● **Instrução 1**: Extraia o texto sobre o filme Fúria de Titãs na íntegra, sem nenhuma alteração.

● **Trecho do texto**:
■ ■ ■ ■ ■ ■ ■

Em 1981, quando o mundo se encontrava encantado com filmes que abordavam extraterrestres, naves e batalhas espaciais, uma produção conjunta norte-americana/inglesa teve a coragem de apostar na antiga Grécia, seus deuses e heróis, seu nome era... Fúria de Titãs!
Dirigido por Desmond Davis, este filme que conta saga de Perseu (Harry Hamlin), filho de Zeus, é um caso raro no qual as características que podiam fazê-lo ficar datado, são justamente aquilo que mantém o interesse das novas gerações vivo.
Duvida?
Bem, para começar a falar de “Fúria de Titãs”, antes de tudo, até mesmo de seu roteiro e elenco, é necessário citar uma das maiores lendas dos bastidores do cinema, Ray Harryhausen.
Ray Harryhausen e suas criações |
O técnico em animação pelo processo de stop motion, que aqui também é um dos produtores do filme, tem aquele que pode ser considerado não apenas seu maior trabalho, como uma espécie de epitáfio de sua longa carreira, já que “Fúria de Titãs” foi a última obra a usar tal técnica de forma massiva em filmes live action, ainda que permanecendo sendo usada em várias películas posteriores, como “Robocop”.
Lógico
que até é compreensível que para gerações mais novas, a forma como as criaturas
criadas por Harryhausen possam parecer estranhas na forma como se movimentam,
mas é inegável que pelo fato de serem “reais” e não figuras criadas numa tela
de computador, nos livram do aspecto incomodo de videogame que volte e meia
alguns filmes mais recentes tentam nos empurrar goela abaixo.

■ ■ ■ ■ ■ ■ ■

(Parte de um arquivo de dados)

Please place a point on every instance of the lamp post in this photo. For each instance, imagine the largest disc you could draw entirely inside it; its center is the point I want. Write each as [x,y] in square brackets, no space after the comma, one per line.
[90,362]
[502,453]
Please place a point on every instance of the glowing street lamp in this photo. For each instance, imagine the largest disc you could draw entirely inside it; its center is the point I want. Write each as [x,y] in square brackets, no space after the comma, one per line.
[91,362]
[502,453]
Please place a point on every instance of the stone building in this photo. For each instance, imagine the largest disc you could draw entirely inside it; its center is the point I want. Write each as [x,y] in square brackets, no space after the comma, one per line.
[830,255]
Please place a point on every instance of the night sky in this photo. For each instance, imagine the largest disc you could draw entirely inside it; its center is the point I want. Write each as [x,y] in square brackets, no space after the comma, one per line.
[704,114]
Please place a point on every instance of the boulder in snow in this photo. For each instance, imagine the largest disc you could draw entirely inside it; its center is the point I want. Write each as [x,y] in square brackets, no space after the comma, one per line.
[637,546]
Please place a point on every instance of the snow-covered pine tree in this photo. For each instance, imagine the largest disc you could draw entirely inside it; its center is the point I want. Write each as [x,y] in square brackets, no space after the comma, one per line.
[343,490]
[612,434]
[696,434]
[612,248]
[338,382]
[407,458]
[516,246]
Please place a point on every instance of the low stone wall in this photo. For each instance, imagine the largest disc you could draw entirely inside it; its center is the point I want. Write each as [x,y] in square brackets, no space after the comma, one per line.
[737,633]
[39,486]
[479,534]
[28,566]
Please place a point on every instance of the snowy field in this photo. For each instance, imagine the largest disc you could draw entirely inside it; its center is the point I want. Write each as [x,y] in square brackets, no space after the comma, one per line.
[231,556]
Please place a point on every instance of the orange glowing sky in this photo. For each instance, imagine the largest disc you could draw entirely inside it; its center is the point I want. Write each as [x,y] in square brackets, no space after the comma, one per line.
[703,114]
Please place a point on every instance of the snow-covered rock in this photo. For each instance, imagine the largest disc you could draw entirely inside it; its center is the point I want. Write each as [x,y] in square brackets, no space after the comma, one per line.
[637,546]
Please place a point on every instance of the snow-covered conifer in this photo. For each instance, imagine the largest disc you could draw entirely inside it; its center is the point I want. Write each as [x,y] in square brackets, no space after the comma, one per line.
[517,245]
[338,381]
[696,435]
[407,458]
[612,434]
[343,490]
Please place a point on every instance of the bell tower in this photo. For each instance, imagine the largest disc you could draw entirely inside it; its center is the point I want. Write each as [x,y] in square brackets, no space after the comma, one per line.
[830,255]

■ ■ ■ ■ ■ ■ ■

● **Instrução 2**: Copie sem alterações somente as linhas dos registros que vão da linha que contém "Please place a point on every instance of the snowy" até o final dos registros, incluindo as duas extremidades.

● **Resultado do exercício 1**:
Em 1981, quando o mundo se encontrava encantado com filmes que abordavam extraterrestres, naves e batalhas espaciais, uma produção conjunta norte-americana/inglesa teve a coragem de apostar na antiga Grécia, seus deuses e heróis, seu nome era... Fúria de Titãs!
Dirigido por Desmond Davis, este filme que conta saga de Perseu (Harry Hamlin), filho de Zeus, é um caso raro no qual as características que podiam fazê-lo ficar datado, são justamente aquilo que mantém o interesse das novas gerações vivo.
Duvida?
Bem, para começar a falar de “Fúria de Titãs”, antes de tudo, até mesmo de seu roteiro e elenco, é necessário citar uma das maiores lendas dos bastidores do cinema, Ray Harryhausen.
Ray Harryhausen e suas criações |
O técnico em animação pelo processo de stop motion, que aqui também é um dos produtores do filme, tem aquele que pode ser considerado não apenas seu maior trabalho, como uma espécie de epitáfio de sua longa carreira, já que “Fúria de Titãs” foi a última obra a usar tal técnica de forma massiva em filmes live action, ainda que permanecendo sendo usada em várias películas posteriores, como “Robocop”.
Lógico
que até é compreensível que para gerações mais novas, a forma como as criaturas
criadas por Harryhausen possam parecer estranhas na forma como se movimentam,
mas é inegável que pelo fato de serem “reais” e não figuras criadas numa tela
de computador, nos livram do aspecto incomodo de videogame que volte e meia
alguns filmes mais recentes tentam nos empurrar goela abaixo.

● **Resultado do exercício 2**:
Please place a point on every instance of the snowy field in this photo. For each instance, imagine the largest disc you could draw entirely inside it; its center is the point I want. Write each as [x,y] in square brackets, no space after the comma, one per line.
[231,556]
Please place a point on every instance of the orange glowing sky in this photo. For each instance, imagine the largest disc you could draw entirely inside it; its center is the point I want. Write each as [x,y] in square brackets, no space after the comma, one per line.
[703,114]
Please place a point on every instance of the snow-covered rock in this photo. For each instance, imagine the largest disc you could draw entirely inside it; its center is the point I want. Write each as [x,y] in square brackets, no space after the comma, one per line.
[637,546]
Please place a point on every instance of the snow-covered conifer in this photo. For each instance, imagine the largest disc you could draw entirely inside it; its center is the point I want. Write each as [x,y] in square brackets, no space after the comma, one per line.
[517,245]
[338,381]
[696,435]
[407,458]
[612,434]
[343,490]
Please place a point on every instance of the bell tower in this photo. For each instance, imagine the largest disc you could draw entirely inside it; its center is the point I want. Write each as [x,y] in square brackets, no space after the comma, one per line.
[830,255]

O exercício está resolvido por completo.